(Excerpted passage)
━━━━━━━━

Kickapoo Tribe of Indians v. Babbitt, Civ. A. No. 92-1187 (RCL).

Decision Date13 July 1993
Docket NumberCiv. A. No. 92-1187 (RCL).
Citation827 F. Supp. 37
CourtU.S. District Court — District of Columbia
PartiesKICKAPOO TRIBE OF INDIANS, et al., Plaintiffs, v. Bruce BABBITT, et al., Defendants.

Glenn M. Feldman, O'Connor, Cavanagh, Anderson, Westover, Killingsworth & Beshears, P.C., Phoenix, AZ, for Kickapoo Tribe.

Lance W. Burr, Atty. Gen., Kickapoo Tribe, Lawrence, KS, for Kickapoo Tribe.

Edward J. Passarelli, Dept. of Justice, Washington, DC, for defendants.

William B. McCormick, Office of the Governor, Topeka, KS, for Gov. Finney.

MEMORANDUM OPINION

LAMBERTH, District Judge.

Plaintiffs in this action are the Kickapoo Tribe of Indians, whose reservation lies within the borders of the State of Kansas; Steve Cadue, the Chairman of the Kickapoo Tribe; and Joan Finney, the Governor of the State of Kansas. Plaintiffs seek two forms of relief: a declaratory judgment that since the Assistant Secretary of the Interior for Indian Affairs failed to act on a Tribal-State compact originally signed by Chairman Cadue and Gov. Finney on January 16, 1992, and modified by them on March 2, 1992, within 45 days of its submission, the compact should be considered to have been approved under the Indian Gaming Regulatory Act, 25 U.S.C. § 2710(d)(8)(C); and a writ of mandamus directing the Secretary to publish notice of the Tribal-State compact in the Federal Register pursuant to 25 U.S.C. § 2710(d)(8)(D).1

Defendants are Bruce Babbitt,2 the Secretary of the Interior; and Eddie Brown, the Assistant Secretary of the Interior for Indian Affairs. Each is sued in his official capacity.

I. BACKGROUND.

Plaintiffs have moved for summary judgment; defendants have moved to dismiss the complaint or, in the alternative, for summary judgment. However, before addressing the merits of these motions, the court first examines the Indian Gaming Regulatory Act ("IGRA"), passed by Congress in 1988; and the unique chronology of events which led to this suit.

A. IGRA.

After the Supreme Court held that states could not unduly impede gaming on Indian lands, Cabazon Band of Mission Indians v. California, 480 U.S. 202, 107 S.Ct. 1083, 94 L.Ed.2d 244 (1987), the quantity and extent of gaming on Indian lands quickly grew. Congress became concerned that the proceeds of this gaming were not benefiting the tribal governments and their constituents; in addition, Congress wanted to ensure that organized crime was not allowed to acquire a stake in Indian gaming. Congress' response to these concerns was IGRA, the Indian Gaming Regulatory Act, codified at 25 U.S.C. §§ 2701-21.

━━━━━━━━

(Dataset records)
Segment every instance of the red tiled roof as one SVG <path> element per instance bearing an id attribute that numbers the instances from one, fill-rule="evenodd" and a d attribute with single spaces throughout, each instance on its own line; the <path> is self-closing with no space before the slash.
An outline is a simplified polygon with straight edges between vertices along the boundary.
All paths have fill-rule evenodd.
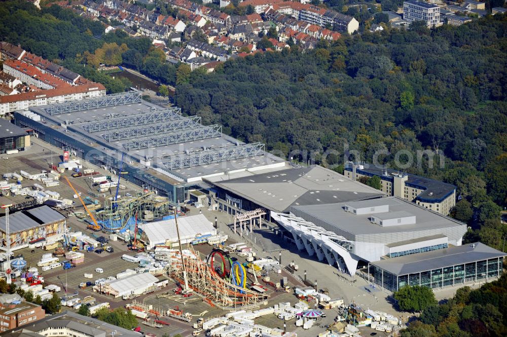
<path id="1" fill-rule="evenodd" d="M 243 1 L 238 6 L 245 7 L 249 5 L 251 5 L 254 7 L 262 5 L 268 6 L 283 2 L 283 0 L 246 0 L 246 1 Z"/>

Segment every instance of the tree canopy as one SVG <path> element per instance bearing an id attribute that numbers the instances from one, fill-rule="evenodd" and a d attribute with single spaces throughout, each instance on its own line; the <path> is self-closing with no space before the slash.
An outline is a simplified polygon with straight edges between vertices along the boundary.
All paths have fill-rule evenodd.
<path id="1" fill-rule="evenodd" d="M 393 294 L 400 309 L 404 311 L 420 312 L 437 304 L 433 290 L 427 287 L 407 286 Z"/>

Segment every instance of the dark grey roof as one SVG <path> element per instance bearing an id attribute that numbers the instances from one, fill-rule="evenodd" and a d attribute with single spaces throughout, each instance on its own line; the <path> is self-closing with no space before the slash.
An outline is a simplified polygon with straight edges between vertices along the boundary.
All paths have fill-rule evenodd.
<path id="1" fill-rule="evenodd" d="M 37 208 L 16 212 L 9 214 L 9 223 L 11 233 L 21 232 L 65 219 L 65 217 L 44 205 Z M 5 217 L 0 217 L 0 230 L 5 232 Z"/>
<path id="2" fill-rule="evenodd" d="M 58 76 L 63 79 L 68 80 L 70 82 L 76 81 L 76 80 L 79 77 L 79 74 L 77 74 L 74 71 L 71 71 L 68 69 L 66 69 L 65 68 L 62 69 L 62 71 L 60 72 Z"/>
<path id="3" fill-rule="evenodd" d="M 141 337 L 139 332 L 124 329 L 87 317 L 70 311 L 64 311 L 53 316 L 46 317 L 33 324 L 26 324 L 9 330 L 2 334 L 3 337 L 41 337 L 37 333 L 44 329 L 54 326 L 66 326 L 77 331 L 96 337 L 114 335 L 117 337 Z"/>
<path id="4" fill-rule="evenodd" d="M 232 31 L 233 34 L 248 34 L 251 33 L 252 31 L 252 26 L 251 25 L 248 24 L 242 24 L 239 26 L 236 26 L 234 27 L 234 29 Z"/>
<path id="5" fill-rule="evenodd" d="M 351 166 L 347 166 L 345 169 L 349 171 L 352 171 L 352 170 Z M 363 169 L 358 168 L 356 172 L 360 174 L 378 175 L 381 179 L 391 182 L 394 180 L 393 174 L 400 173 L 396 170 L 387 169 L 387 174 L 386 175 L 386 169 L 368 164 L 365 164 Z M 441 201 L 452 194 L 456 190 L 456 186 L 451 184 L 410 173 L 408 173 L 408 179 L 405 182 L 406 185 L 424 190 L 416 198 L 423 202 Z"/>
<path id="6" fill-rule="evenodd" d="M 477 242 L 388 258 L 371 264 L 400 276 L 505 256 L 505 253 Z"/>
<path id="7" fill-rule="evenodd" d="M 424 7 L 424 8 L 434 8 L 435 7 L 438 7 L 438 6 L 434 4 L 430 4 L 429 3 L 426 3 L 424 1 L 419 1 L 419 0 L 406 0 L 405 2 L 408 4 L 412 4 L 412 5 L 421 6 L 421 7 Z"/>
<path id="8" fill-rule="evenodd" d="M 381 13 L 384 14 L 387 14 L 387 16 L 389 17 L 389 21 L 391 20 L 394 20 L 396 19 L 401 19 L 402 16 L 397 13 L 394 13 L 392 11 L 383 11 Z"/>
<path id="9" fill-rule="evenodd" d="M 55 74 L 58 72 L 59 70 L 60 70 L 60 66 L 58 64 L 52 63 L 46 67 L 46 70 L 49 71 L 53 74 Z"/>
<path id="10" fill-rule="evenodd" d="M 25 136 L 27 133 L 25 130 L 7 120 L 0 118 L 0 138 L 6 137 Z"/>

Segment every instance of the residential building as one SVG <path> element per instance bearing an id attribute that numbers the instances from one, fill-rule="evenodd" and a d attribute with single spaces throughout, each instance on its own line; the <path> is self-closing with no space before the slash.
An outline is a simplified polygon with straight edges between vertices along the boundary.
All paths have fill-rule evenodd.
<path id="1" fill-rule="evenodd" d="M 3 95 L 0 98 L 6 96 Z M 0 154 L 5 154 L 9 150 L 21 151 L 29 147 L 30 136 L 25 130 L 6 119 L 0 118 Z M 0 230 L 0 237 L 2 235 Z"/>
<path id="2" fill-rule="evenodd" d="M 223 0 L 222 0 L 223 1 Z M 283 2 L 284 0 L 245 0 L 240 3 L 239 6 L 241 7 L 247 7 L 249 5 L 251 5 L 254 7 L 254 10 L 258 14 L 260 14 L 264 11 L 266 9 L 274 4 Z M 224 2 L 224 4 L 225 2 Z M 226 5 L 227 6 L 227 5 Z M 221 6 L 221 7 L 222 7 Z M 225 6 L 224 6 L 225 7 Z"/>
<path id="3" fill-rule="evenodd" d="M 463 23 L 472 22 L 472 18 L 469 16 L 462 16 L 461 15 L 447 15 L 446 16 L 447 19 L 447 24 L 452 26 L 461 26 Z"/>
<path id="4" fill-rule="evenodd" d="M 3 337 L 142 337 L 143 334 L 71 311 L 64 311 L 20 328 L 4 332 Z"/>
<path id="5" fill-rule="evenodd" d="M 507 8 L 504 8 L 503 7 L 494 7 L 491 9 L 491 14 L 493 15 L 498 14 L 503 14 L 504 13 L 507 13 Z"/>
<path id="6" fill-rule="evenodd" d="M 388 195 L 414 202 L 445 215 L 456 205 L 456 186 L 429 178 L 368 164 L 349 164 L 343 174 L 354 180 L 361 177 L 380 177 L 382 191 Z"/>
<path id="7" fill-rule="evenodd" d="M 0 61 L 5 61 L 8 59 L 21 60 L 26 53 L 19 46 L 0 42 Z"/>
<path id="8" fill-rule="evenodd" d="M 406 285 L 461 286 L 499 277 L 506 255 L 477 242 L 372 262 L 368 270 L 370 282 L 392 292 Z"/>
<path id="9" fill-rule="evenodd" d="M 2 73 L 19 79 L 11 80 L 9 85 L 19 93 L 11 91 L 9 95 L 0 95 L 0 115 L 31 106 L 105 94 L 102 84 L 26 52 L 19 46 L 1 42 L 0 55 L 3 60 Z M 0 79 L 0 83 L 4 82 Z M 4 93 L 6 91 L 2 90 Z"/>
<path id="10" fill-rule="evenodd" d="M 191 40 L 187 44 L 187 48 L 199 52 L 204 57 L 215 58 L 218 61 L 227 60 L 227 51 L 207 43 Z"/>
<path id="11" fill-rule="evenodd" d="M 44 318 L 46 312 L 40 305 L 25 301 L 18 294 L 0 296 L 0 334 Z"/>
<path id="12" fill-rule="evenodd" d="M 21 128 L 5 120 L 0 120 L 4 123 L 2 129 L 9 124 L 10 130 L 26 137 L 27 133 Z M 23 132 L 21 134 L 21 132 Z M 29 141 L 28 141 L 29 145 Z M 25 146 L 27 146 L 25 144 Z M 30 241 L 44 239 L 47 242 L 55 242 L 63 238 L 63 232 L 66 224 L 65 217 L 47 205 L 41 206 L 27 210 L 19 211 L 10 214 L 9 217 L 9 229 L 12 250 L 28 247 Z M 6 230 L 5 218 L 0 217 L 0 249 L 5 250 Z"/>
<path id="13" fill-rule="evenodd" d="M 419 0 L 407 0 L 403 3 L 403 19 L 409 22 L 423 21 L 428 27 L 440 24 L 440 7 Z"/>
<path id="14" fill-rule="evenodd" d="M 461 6 L 468 10 L 486 10 L 486 3 L 477 0 L 463 0 Z"/>

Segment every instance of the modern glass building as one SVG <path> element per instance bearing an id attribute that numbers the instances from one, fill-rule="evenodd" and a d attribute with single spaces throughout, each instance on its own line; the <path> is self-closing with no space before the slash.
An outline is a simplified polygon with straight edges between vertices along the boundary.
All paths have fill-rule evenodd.
<path id="1" fill-rule="evenodd" d="M 372 281 L 390 291 L 406 285 L 462 285 L 499 277 L 507 254 L 478 242 L 369 264 Z"/>

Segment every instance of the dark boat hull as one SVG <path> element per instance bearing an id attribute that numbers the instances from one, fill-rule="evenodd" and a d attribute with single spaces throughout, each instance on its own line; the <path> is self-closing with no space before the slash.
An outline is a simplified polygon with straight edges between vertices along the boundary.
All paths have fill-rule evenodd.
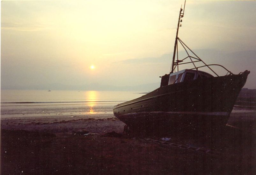
<path id="1" fill-rule="evenodd" d="M 224 126 L 249 72 L 162 87 L 115 106 L 114 114 L 133 129 Z"/>

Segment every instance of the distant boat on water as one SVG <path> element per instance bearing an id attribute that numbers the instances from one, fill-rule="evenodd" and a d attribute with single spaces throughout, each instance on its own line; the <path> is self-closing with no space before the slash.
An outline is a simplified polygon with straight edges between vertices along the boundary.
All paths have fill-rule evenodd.
<path id="1" fill-rule="evenodd" d="M 184 5 L 184 9 L 185 7 Z M 181 26 L 181 18 L 184 15 L 182 7 L 171 70 L 160 77 L 160 87 L 114 107 L 115 116 L 131 130 L 146 128 L 156 130 L 166 126 L 201 128 L 225 126 L 246 82 L 249 71 L 246 70 L 235 74 L 221 65 L 206 64 L 181 41 L 178 37 L 178 33 L 179 28 Z M 178 58 L 178 42 L 187 54 L 185 58 Z M 185 62 L 186 60 L 188 61 Z M 200 62 L 203 66 L 196 66 L 195 63 Z M 188 63 L 193 64 L 194 67 L 179 71 L 179 65 Z M 227 74 L 219 76 L 210 67 L 213 66 L 223 68 L 227 71 Z M 215 76 L 199 70 L 203 67 L 208 68 Z"/>

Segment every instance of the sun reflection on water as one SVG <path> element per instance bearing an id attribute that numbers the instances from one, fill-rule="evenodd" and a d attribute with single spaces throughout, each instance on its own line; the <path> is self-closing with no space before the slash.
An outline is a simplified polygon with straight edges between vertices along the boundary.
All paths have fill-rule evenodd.
<path id="1" fill-rule="evenodd" d="M 90 107 L 90 114 L 94 113 L 93 107 L 95 105 L 95 102 L 97 100 L 98 92 L 95 91 L 86 91 L 85 94 L 86 101 L 89 102 L 87 105 Z"/>

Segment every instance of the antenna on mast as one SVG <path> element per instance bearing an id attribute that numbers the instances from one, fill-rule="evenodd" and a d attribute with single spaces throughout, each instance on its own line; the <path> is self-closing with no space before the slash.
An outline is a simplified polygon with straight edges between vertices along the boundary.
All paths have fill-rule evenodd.
<path id="1" fill-rule="evenodd" d="M 186 4 L 186 1 L 185 1 L 185 4 L 184 5 L 184 8 L 185 8 L 185 4 Z M 174 50 L 173 51 L 173 55 L 172 57 L 172 67 L 170 73 L 173 73 L 173 71 L 174 70 L 174 62 L 175 60 L 175 56 L 176 55 L 176 49 L 177 50 L 177 54 L 178 54 L 178 33 L 179 33 L 179 27 L 181 26 L 181 24 L 180 24 L 179 23 L 181 22 L 182 22 L 182 19 L 180 19 L 181 18 L 183 18 L 183 17 L 184 16 L 184 11 L 183 11 L 183 13 L 182 13 L 181 12 L 183 10 L 183 9 L 182 9 L 182 5 L 181 5 L 181 6 L 180 7 L 180 10 L 179 10 L 179 21 L 178 21 L 178 27 L 177 27 L 177 32 L 176 33 L 176 38 L 175 38 L 175 43 L 174 43 Z M 177 57 L 177 59 L 178 59 L 178 57 Z"/>

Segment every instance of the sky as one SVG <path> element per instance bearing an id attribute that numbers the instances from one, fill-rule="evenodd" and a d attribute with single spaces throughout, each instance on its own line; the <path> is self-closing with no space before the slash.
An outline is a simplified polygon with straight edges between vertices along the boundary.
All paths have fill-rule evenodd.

━━━━━━━━

(Instructions)
A - In the records, reproduce verbatim the lines from the one containing "Segment every instance of the tree" through the one containing "393 294 L 400", inclusive.
B - Continue the Kickapoo Tribe court opinion from its last sentence.

(Answers to each task)
A -
Segment every instance of the tree canopy as one SVG <path> element per instance bearing an id attribute that numbers the instances from one, fill-rule="evenodd" and a d attribute with single spaces throughout, each instance on its own line; the <path> is self-closing with no space before the slash.
An outline is a simplified polygon with straight edges between vertices along the boundary.
All paths have fill-rule evenodd.
<path id="1" fill-rule="evenodd" d="M 393 294 L 400 309 L 404 311 L 420 312 L 437 304 L 433 290 L 427 287 L 407 286 Z"/>

B -
IGRA divides gaming into three classes: class I gaming, which is limited largely to social gaming for minor prizes, is left entirely to the discretion of the tribes; class II gaming, which includes bingo and bingo-type games as well as non-banking card games, also is under the jurisdiction of the tribes, but is subject to some oversight by the National Indian Gaming Commission (also established by IGRA); and class III gaming, which includes any gaming which does not fall into class I or class II. Class III gaming is prohibited until the tribe and the appropriate state complete a Tribal-State compact allowing for such games. This compact must be submitted to the Secretary of the Interior, who must approve or reject the compact within forty-five days and then publish notice of the compact in the Federal Register; the compact is considered to have been approved if the Secretary fails to act within the allotted forty-five days.3

B. Chronology.

On August 28, 1991, the Kickapoo Tribe made a formal request that the State of Kansas negotiate a Tribal-State compact covering class III gaming.4 Gov. Finney entered into negotiations with the Kickapoo Tribe, and on January 16, 1992, Steve Cadue, the Chairman of the Kickapoo Tribe, and Gov. Finney signed a Tribal-State compact. The Tribe immediately forwarded the document to Eddie Brown, the Assistant Secretary of the Interior for Indian Affairs, for approval.

However, on January 17, 1992, Robert T. Stephan, the Attorney General of Kansas, sent a letter to Secretary of the Interior Manuel Lujan that insisted that Gov. Finney did not have the authority under the laws of Kansas to enter into the Tribal-State compact. Gov. Finney countered this suggestion in her own letter to Secy. Lujan dated January 31.

Attorney General Stephan filed a suit in the Supreme Court of Kansas on February 5, 1992, requesting a determination as to whether the Governor possessed the power to enter into a compact with the Kickapoo Tribe. Kansas v. Finney, 251 Kan. 559, 836 P.2d 1169.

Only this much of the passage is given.